Os servidores efetivos (concursados) das UBDS’s e da UPA estão sendo transferidos para outras unidades e serão contratados cerca de 400 funcionários para suprir essa alteração. A prefeitura estima que tudo ficará pronto em até 90 dias. Constituída a partir de contrato de gestão, a administração dos recursos humanos, materiais em geral, medicamentos e contratos de apoio como raio-X, portaria, limpeza, alimentação dos pacientes, energia elétrica, água, uniformes, entre outros, ficará sob a responsabilidade da fundação.
Estão sendo chamados 107 novos profissionais concursados para compor o quadro da Secretaria Municipal da Saúde. O chamamento fortalecerá os atendimentos médicos especializados e agendados. Estão sendo convocados 30 médicos de clínica geral, 30 enfermeiros, 25 auxiliares de farmacêuticos e sete médicos de estratégia de saúde da família. No setor administrativo, serão contratados 15 agentes de administração.
Estes profissionais irão trabalhar na atenção básica, em unidades de saúde onde há déficit no atendimento à população, o que dificulta o desenvolvimento da qualidade dos serviços e cria a necessidade de pagamento de plantões extras para a cobertura de escalas. Além das contratações de profissionais no regime estatutário, a gestão das três unidades de saúde pela Fundação Santa Lydia permitirá a transferência de 65 funcionários da UBDS do Quintino Facci II, mais 110 da UBDS Central e 14 da UPA para outras unidades de saúde.
São médicos, enfermeiros, auxiliares e técnicos de enfermagem, farmacêuticos e agentes administrativos que reforçarão a atenção básica da rede saúde municipal em diversos setores da cidade que hoje estão deficitários. O repasse mensal à fundação, que hoje é de R$ 2,5 milhões para pagamento dos médicos do pronto-atendimento das UBDS’s, vai aumentar para R$ 5,65 milhões, alta de 126% e aporte de R$ 3,15 milhões.
De acordo com o secretário Sandro Scarpelini, a pasta não vai pagar mais caro pelo serviço que hoje é prestado por servidores efetivos, uma vez que no valor está incluso o custeio (energia elétrica, água, limpeza, medicamentos etc). Porém, no entendimento do Sindicato dos Servidores Municipais, a medida nada mais é do que a terceirização do gerenciamento e da administração de unidades de saúde, “incompatível com a concepção constitucional e legal do Sistema Único de Saúde (SUS)”.
········
Continue o texto sobre a gestão de unidades de saúde pela Fundação Santa Lydia, a partir da última frase apresentada.

● Dados do exercício
········
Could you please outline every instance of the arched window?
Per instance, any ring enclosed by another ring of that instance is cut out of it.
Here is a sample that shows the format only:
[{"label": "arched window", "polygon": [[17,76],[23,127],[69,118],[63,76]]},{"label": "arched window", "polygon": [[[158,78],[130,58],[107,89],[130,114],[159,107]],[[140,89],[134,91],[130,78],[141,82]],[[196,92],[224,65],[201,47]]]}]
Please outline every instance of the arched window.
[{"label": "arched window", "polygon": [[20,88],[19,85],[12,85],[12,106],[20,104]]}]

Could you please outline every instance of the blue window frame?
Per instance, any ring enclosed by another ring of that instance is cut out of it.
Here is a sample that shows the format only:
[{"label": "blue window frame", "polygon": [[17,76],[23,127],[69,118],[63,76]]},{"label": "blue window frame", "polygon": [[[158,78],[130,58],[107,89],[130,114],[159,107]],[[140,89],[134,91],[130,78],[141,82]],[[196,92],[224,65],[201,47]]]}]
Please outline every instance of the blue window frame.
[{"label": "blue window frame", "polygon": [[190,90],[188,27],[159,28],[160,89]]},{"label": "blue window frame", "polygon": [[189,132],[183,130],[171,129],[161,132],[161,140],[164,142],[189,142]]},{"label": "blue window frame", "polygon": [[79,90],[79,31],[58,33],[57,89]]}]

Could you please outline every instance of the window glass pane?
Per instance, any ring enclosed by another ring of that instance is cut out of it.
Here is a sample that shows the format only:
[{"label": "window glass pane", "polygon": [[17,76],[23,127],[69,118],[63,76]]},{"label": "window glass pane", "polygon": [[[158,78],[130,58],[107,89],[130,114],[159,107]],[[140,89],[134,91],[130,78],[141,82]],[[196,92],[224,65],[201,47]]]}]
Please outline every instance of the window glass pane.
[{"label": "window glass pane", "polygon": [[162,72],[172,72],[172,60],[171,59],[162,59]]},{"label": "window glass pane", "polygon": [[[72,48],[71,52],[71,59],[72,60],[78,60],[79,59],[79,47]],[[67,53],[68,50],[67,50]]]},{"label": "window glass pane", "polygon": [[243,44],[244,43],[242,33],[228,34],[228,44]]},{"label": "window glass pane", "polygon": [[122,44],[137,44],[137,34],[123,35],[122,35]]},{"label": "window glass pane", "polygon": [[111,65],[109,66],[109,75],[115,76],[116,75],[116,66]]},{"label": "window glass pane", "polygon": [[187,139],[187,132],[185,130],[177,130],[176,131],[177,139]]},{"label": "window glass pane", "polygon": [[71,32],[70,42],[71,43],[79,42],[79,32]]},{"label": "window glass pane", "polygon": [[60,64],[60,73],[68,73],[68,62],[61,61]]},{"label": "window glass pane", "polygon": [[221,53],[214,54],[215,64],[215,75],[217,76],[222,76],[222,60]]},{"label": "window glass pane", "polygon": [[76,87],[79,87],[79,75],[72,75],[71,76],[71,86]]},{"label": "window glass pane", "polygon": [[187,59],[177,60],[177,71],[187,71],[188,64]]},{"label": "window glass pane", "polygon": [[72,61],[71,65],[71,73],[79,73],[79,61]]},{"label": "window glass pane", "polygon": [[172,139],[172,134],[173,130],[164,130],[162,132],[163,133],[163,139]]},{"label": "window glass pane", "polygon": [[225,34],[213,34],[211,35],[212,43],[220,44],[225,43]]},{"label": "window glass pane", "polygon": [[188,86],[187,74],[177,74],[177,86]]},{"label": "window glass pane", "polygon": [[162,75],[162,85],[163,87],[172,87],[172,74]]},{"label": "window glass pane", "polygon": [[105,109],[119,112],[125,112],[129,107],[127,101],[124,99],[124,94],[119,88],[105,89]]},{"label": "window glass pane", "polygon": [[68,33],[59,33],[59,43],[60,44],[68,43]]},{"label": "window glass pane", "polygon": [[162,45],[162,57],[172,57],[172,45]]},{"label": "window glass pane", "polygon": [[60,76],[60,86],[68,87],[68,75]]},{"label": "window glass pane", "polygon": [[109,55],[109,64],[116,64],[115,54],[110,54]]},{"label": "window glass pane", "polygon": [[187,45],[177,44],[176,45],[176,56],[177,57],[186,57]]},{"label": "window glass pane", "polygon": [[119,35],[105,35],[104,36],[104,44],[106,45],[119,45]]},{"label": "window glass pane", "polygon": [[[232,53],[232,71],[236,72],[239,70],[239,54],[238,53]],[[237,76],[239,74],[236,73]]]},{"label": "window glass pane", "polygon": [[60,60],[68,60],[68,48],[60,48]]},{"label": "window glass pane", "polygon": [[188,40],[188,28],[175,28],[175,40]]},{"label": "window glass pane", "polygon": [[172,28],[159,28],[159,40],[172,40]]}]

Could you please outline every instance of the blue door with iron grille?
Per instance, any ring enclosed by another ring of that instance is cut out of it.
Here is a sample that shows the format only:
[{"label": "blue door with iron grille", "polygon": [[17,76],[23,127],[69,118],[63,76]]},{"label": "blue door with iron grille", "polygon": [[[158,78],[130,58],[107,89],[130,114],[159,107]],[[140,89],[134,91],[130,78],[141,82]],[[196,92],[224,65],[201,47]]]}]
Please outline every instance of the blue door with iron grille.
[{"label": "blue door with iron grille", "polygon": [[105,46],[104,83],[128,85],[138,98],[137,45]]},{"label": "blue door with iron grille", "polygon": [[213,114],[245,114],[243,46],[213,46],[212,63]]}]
········
● Resposta da tarefa
Em sua decisão, a juíza Lúcia Helena Carvalho Pita destaca “que tal situação, em princípio, indica a possível transferência da execução de serviço público cuja prestação direta é atribuída ao município, o que – em tese, repita-se – violaria o disposto nos artigos 199, §1º da Constituição da República e 24 da Lei nº 8.080/90”.
Segundo a magistrada, os artigos “preveem, de maneira expressa, que a atuação da iniciativa privada na assistência à saúde se dará apenas em caráter complementar e observadas as normas de direito público, não decorrendo daí, ao que tudo indica, a possibilidade de se atribuir ao particular o desempenho do próprio fim a que se destina o referido serviço, tudo a determinar, pelo que se pode aferir por ora, nesta fase de cognição não exauriente, repita-se, a possível invalidade dos referidos atos”.
O presidente do sindicato, Laerte Carlos Augusto, considera que a liminar não representa apenas mais uma vitória do SSM/RP em defesa dos trabalhadores e do serviço público. Para ele, “a decisão judicial mostra que a saúde da população ribeirão-pretana não é uma mercadoria cuja produção pode ser terceirizada”.
A coordenadora da Seccional da Saúde do Sindicato dos Servidores Municipais, Débora Alessandra da Silva, vice-presidente do Conselho Municipal de Saúde de Ribeirão Preto, também comemorou a decisão judicial. “Eu vejo que a saúde pública brasileira está sob ameaça de privatização. Em Ribeirão Preto, em defesa do SUS, fizemos a nossa parte”.